### TEXT BLOCK ###
Since the final months of 2025, at least 30 U.S. cities have canceled their contracts with Flock, and many more have paused Flock services in response to public concern. Activists around the country are pushing for full cancellation of the contracts and to prevent Flock’s replacement with a different brand of surveillance technology.
In February, Lynnwood, Wa. City Council canceled its contract with mass surveillance company Flock Safety, which operates in thousands of cities across the U.S. This makes the Seattle area suburb one of the most recent cities to join Charlottesville, Va,. Denver, Cambridge, Ma. and other cities around the U.S., in canceling Flock contracts. Less than a week later, the mayor of neighboring Everett announced that Everett would temporarily pause Flock cameras while studying the issues surrounding their use.
However, in Denver after a yearlong campaign forced the cancellation of the city’s Flock contract, Mayor Mike Johnston alleged he’d “heard” the people and proposed a new contract with Axon, a different surveillance company. Despite a strong outpouring of opposition to the City Council, the Axon contract was adopted March 31.
For communities concerned with mass surveillance in general as well as the intersection of mass surveillance technologies, mass deportation and racist policing, it’s important to understand these technologies.
What is Flock?
###
■ SET TASK 1:
Report how many lines of the entries contain the word "green". Give only the number.
The passage about Flock has no connection to the entries.
### MATERIAL SUPPLIED ###
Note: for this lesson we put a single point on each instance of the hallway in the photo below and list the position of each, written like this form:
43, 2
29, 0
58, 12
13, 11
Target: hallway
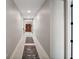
29, 42
38, 29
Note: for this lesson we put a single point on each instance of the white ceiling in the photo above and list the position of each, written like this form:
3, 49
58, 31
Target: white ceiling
25, 5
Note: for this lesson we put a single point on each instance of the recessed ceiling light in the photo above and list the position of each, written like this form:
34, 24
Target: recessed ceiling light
28, 11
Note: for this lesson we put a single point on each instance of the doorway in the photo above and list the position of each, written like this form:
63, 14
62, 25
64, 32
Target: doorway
28, 28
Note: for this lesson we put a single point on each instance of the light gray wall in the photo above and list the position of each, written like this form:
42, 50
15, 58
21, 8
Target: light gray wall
57, 29
13, 27
41, 27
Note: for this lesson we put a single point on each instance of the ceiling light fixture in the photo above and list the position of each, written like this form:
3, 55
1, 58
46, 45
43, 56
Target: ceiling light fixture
28, 11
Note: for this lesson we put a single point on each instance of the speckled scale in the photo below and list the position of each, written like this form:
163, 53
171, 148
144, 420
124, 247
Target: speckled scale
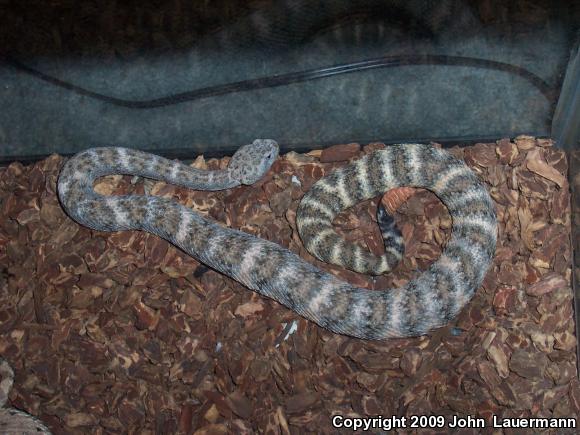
427, 302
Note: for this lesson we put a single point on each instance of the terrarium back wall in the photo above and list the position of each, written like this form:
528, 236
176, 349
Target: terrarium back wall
210, 76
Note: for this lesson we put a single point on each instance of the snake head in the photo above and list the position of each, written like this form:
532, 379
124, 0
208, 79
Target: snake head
252, 161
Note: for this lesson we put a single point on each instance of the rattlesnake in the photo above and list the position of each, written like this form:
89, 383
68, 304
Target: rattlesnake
13, 421
427, 302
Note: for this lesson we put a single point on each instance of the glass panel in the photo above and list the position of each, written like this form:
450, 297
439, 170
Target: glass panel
184, 79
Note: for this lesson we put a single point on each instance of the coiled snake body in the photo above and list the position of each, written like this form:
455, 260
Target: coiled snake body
427, 302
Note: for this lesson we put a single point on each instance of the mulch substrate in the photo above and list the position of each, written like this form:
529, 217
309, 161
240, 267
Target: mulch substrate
124, 333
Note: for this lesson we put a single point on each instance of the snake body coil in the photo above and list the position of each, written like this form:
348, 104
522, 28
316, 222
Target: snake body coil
427, 302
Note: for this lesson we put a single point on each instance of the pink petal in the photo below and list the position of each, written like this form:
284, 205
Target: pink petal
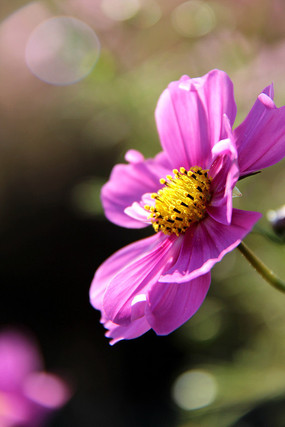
189, 117
224, 171
128, 183
113, 265
172, 304
136, 278
207, 243
133, 330
260, 138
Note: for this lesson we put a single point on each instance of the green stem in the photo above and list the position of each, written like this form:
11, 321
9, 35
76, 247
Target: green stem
261, 268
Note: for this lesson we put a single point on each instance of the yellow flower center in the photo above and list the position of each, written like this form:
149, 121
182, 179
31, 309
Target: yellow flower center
181, 202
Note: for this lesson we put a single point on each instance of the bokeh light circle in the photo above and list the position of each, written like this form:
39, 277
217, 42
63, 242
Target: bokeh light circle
193, 18
194, 389
62, 50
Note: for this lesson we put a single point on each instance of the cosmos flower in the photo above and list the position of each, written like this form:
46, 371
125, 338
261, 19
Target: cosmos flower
185, 193
27, 393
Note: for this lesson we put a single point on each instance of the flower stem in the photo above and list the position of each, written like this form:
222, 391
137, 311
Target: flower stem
261, 268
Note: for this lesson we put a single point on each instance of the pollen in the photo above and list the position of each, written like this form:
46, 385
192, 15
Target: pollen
181, 202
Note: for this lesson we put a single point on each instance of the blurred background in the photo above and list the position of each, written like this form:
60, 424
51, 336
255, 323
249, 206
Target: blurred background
79, 82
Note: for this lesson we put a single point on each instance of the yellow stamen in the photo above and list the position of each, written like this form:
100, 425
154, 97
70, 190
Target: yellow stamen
182, 201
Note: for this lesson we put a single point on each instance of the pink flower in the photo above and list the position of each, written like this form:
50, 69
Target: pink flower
161, 281
27, 394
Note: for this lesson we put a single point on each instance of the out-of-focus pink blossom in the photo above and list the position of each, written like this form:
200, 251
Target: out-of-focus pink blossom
27, 393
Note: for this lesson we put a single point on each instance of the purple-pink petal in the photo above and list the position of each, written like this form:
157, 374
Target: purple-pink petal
127, 184
189, 117
172, 304
113, 265
260, 138
133, 330
206, 244
224, 171
136, 279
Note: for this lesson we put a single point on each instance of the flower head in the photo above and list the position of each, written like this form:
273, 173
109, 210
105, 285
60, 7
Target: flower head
27, 394
185, 193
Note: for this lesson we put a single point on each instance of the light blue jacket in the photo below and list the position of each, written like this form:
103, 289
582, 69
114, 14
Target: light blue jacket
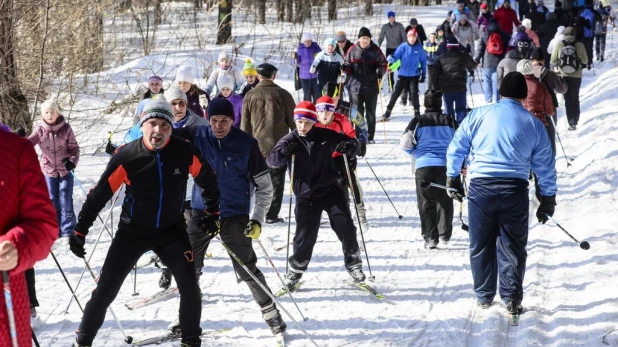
413, 59
504, 140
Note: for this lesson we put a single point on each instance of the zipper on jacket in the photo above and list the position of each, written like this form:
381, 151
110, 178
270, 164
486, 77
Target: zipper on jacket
160, 191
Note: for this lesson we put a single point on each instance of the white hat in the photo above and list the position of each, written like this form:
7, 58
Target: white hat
185, 73
306, 37
157, 108
225, 81
524, 67
174, 93
49, 104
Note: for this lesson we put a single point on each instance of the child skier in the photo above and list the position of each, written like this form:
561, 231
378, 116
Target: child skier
59, 156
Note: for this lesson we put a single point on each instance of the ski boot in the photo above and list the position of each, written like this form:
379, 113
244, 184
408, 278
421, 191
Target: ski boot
291, 279
357, 274
166, 278
273, 319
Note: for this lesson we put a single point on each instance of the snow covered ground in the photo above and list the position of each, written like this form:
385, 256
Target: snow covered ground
571, 295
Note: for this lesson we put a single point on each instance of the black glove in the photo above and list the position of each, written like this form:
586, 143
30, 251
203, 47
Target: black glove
76, 243
455, 183
346, 147
209, 223
290, 149
69, 165
21, 132
363, 150
547, 206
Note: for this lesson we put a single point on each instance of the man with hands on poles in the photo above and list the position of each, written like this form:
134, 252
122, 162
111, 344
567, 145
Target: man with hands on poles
155, 169
316, 189
240, 165
504, 141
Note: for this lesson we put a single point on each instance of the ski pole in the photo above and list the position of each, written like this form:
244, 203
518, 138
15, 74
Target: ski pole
583, 245
287, 257
560, 141
86, 195
266, 290
8, 298
93, 249
360, 227
128, 339
384, 190
67, 281
281, 279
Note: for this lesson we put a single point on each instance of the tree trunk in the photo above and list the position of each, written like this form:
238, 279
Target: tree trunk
224, 32
332, 10
261, 11
13, 104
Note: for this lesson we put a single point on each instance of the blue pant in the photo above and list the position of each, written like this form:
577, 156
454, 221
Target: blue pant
455, 105
61, 195
490, 85
311, 90
498, 219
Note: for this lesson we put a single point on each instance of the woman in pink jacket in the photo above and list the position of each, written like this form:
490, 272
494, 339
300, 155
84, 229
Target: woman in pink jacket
59, 156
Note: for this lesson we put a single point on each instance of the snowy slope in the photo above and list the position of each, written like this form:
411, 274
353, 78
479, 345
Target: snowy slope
570, 294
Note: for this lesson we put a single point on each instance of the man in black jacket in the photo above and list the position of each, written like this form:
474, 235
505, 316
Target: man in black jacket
316, 190
155, 169
449, 75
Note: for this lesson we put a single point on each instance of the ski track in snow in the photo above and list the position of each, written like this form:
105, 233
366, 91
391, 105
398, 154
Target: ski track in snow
570, 295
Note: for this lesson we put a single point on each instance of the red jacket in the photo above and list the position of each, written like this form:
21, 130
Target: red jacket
539, 101
28, 220
340, 124
506, 19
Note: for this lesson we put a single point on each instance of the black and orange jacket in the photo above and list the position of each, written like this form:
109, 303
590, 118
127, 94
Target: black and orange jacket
156, 182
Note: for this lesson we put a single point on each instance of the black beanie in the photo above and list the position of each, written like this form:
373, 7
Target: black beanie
220, 107
364, 32
513, 86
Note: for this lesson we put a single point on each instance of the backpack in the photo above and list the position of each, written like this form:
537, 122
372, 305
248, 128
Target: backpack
494, 44
569, 62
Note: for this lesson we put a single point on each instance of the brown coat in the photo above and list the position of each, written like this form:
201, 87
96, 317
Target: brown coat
267, 114
538, 102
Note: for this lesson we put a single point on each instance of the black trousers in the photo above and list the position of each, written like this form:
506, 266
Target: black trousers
435, 206
366, 106
277, 176
343, 178
308, 213
405, 83
30, 281
571, 99
173, 247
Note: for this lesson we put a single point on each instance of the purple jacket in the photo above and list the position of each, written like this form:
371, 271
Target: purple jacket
236, 101
304, 58
57, 143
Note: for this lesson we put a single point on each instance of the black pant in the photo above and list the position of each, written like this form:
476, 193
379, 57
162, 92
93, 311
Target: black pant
366, 106
173, 247
599, 46
277, 176
31, 289
405, 83
308, 213
571, 99
435, 206
343, 178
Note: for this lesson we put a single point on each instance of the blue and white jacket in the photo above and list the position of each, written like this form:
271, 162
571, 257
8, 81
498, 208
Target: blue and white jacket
427, 138
413, 59
503, 140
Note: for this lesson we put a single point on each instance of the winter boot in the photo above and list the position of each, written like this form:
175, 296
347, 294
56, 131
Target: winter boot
166, 278
273, 319
357, 273
291, 279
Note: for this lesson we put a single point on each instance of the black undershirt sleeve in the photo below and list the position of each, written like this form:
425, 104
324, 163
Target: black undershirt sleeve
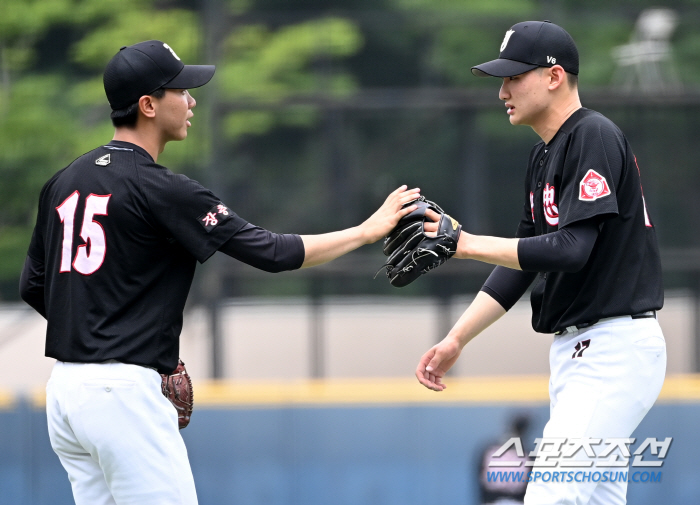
260, 248
565, 250
31, 285
506, 285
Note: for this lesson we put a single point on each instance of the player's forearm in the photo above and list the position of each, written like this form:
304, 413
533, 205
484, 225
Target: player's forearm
481, 313
493, 250
319, 249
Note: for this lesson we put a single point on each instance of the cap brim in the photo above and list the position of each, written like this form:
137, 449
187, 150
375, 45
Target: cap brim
191, 76
502, 68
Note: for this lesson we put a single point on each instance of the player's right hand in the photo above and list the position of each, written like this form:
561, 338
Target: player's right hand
435, 363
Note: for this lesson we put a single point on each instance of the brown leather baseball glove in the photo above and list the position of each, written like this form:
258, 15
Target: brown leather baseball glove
177, 387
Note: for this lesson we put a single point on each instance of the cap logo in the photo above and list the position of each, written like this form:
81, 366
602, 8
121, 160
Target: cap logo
171, 50
506, 39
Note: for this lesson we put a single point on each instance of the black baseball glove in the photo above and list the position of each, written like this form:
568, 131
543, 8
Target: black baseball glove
177, 387
411, 252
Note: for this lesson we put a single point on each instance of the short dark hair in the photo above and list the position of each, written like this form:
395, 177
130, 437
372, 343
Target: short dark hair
128, 115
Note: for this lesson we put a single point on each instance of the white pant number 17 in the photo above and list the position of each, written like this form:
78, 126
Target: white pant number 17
91, 232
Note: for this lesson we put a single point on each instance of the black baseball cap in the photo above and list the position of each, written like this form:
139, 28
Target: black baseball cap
145, 67
529, 45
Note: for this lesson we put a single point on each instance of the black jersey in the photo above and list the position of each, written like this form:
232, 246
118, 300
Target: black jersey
588, 171
119, 237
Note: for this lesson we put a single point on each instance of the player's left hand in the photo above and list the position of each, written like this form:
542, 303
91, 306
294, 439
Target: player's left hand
436, 362
379, 224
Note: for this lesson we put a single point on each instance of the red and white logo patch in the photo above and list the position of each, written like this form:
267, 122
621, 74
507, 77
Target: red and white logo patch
593, 186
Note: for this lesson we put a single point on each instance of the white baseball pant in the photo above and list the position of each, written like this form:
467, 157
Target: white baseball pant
601, 389
117, 435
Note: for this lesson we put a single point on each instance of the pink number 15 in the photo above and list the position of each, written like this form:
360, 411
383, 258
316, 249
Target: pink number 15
91, 232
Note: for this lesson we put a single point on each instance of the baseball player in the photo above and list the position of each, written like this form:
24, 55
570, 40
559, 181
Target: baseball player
587, 241
110, 265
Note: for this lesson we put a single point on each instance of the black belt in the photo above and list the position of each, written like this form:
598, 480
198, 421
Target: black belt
641, 315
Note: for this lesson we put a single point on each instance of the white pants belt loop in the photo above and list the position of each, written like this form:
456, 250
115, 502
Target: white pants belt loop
595, 392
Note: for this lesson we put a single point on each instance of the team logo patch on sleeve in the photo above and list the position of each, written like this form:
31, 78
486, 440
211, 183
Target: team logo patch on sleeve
214, 216
593, 186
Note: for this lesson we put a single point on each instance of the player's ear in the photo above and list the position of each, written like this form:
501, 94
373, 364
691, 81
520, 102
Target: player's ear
557, 76
147, 106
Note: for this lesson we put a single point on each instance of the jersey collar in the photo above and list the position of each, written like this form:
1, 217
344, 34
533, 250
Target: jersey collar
120, 144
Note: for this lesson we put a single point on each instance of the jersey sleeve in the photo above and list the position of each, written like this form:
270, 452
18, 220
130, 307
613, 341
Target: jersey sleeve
190, 213
592, 169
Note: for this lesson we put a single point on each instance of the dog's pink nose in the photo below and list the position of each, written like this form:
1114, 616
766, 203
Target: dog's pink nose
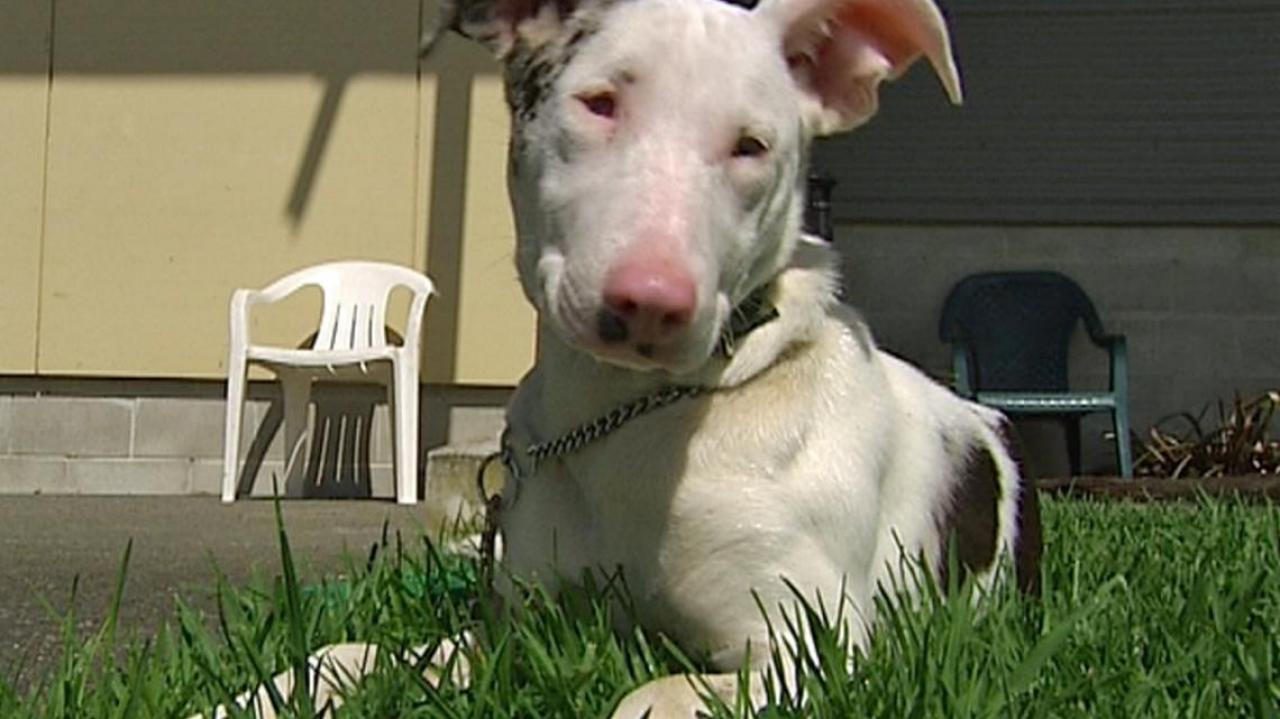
647, 303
###
■ SET TASK 2:
Please state the date on which Denver adopted the Axon contract, according to the passage about Flock.

■ FINAL ANSWER 1:
2

■ FINAL ANSWER 2:
March 31.